[start]
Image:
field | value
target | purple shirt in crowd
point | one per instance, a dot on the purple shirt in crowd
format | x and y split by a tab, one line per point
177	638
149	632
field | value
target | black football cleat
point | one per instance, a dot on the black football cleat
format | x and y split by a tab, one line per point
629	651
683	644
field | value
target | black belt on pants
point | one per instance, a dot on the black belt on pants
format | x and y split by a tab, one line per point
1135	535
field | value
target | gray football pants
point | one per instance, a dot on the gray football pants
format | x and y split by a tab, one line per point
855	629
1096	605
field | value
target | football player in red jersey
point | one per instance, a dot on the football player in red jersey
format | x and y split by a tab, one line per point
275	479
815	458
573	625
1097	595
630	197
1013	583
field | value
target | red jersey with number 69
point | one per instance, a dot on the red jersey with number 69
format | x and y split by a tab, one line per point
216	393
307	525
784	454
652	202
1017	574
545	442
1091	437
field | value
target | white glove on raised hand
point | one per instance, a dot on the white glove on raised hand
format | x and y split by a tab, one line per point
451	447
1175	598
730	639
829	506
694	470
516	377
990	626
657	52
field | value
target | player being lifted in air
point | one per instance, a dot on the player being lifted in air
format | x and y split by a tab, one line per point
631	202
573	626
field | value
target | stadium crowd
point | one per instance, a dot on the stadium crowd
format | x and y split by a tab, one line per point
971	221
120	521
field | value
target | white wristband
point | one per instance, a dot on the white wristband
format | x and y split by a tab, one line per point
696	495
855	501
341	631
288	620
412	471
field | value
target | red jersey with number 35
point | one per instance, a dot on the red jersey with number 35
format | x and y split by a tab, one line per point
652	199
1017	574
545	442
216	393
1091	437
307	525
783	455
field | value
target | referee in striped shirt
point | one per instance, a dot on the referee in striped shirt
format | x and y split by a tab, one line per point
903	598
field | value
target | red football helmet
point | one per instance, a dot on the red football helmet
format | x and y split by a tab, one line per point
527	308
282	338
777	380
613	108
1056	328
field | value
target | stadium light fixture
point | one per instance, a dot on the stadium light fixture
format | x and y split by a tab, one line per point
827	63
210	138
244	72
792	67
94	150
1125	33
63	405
[end]
Repeat every entry exactly as written above.

Image:
field | value
target | purple shirt in crowd
point | one per instance, a dot on the purple shirt in crowd
format | x and y split by a tab, one line per point
177	638
149	632
field | value
target | black football cleat
point | one per instance, a dot on the black football cleat
format | x and y split by a tab, one line per point
629	651
683	644
field | value
target | black belt on pants
point | one per instance, a dot on the black belt on pants
format | x and y split by a tab, one line per point
1135	535
field | value
target | gray football pants
point | one per instance, a dot on the gray football pants
format | x and y split by a tab, one line per point
855	629
1096	605
field | value
target | football player in red jersey
point | one per instance, a dot on the football player in red jersey
format | x and y split by a tab, one line per point
275	479
815	458
573	625
1097	595
630	197
1013	583
field | value
target | red jersey with number 69
point | one per instance, a dot on the red jersey with number 69
format | x and y split by a tab, one line per point
216	393
307	525
784	454
652	202
1017	574
545	442
1091	437
field | value
target | white glove on raised hand
point | one per instance, a dot on the white glove on raised hand
format | x and y split by a tab, one line per point
451	447
1175	598
730	639
829	506
694	470
516	377
990	626
657	52
field | value
target | player being lifted in air
point | one per instance, a dot on the player being lifted in air
format | x and y split by a tab, one line per point
631	202
573	626
field | value
target | stadium crowd
point | one per instance, a dot on the stadium crowd
format | x and y split by a tab, one line per point
971	221
120	521
field | value
target | white wristband
point | one per instance, a dot on the white wristband
format | x and y split by a tab, one line per point
696	495
855	501
341	631
288	620
412	471
field | value
target | red jersey with number 35
point | one per instance, a dot on the red jersey with number 35
format | x and y split by a tab, one line per point
652	199
1017	574
545	442
216	393
1091	437
307	525
783	455
field | value
target | referee in striped shirt
point | one per instance, a dot on the referee in striped shirt
format | x and y split by a tab, one line per point
903	598
field | value
target | red football helmet
point | one per instance, a dot on the red football helmet
format | x and y split by a tab, one line per point
527	308
282	338
777	380
613	108
1056	328
field | value
target | stadium light fixture
point | one per instance, a dot on the stadium light fixture
format | x and y split by a tab, one line per point
827	63
210	138
244	72
792	67
94	150
1125	33
63	405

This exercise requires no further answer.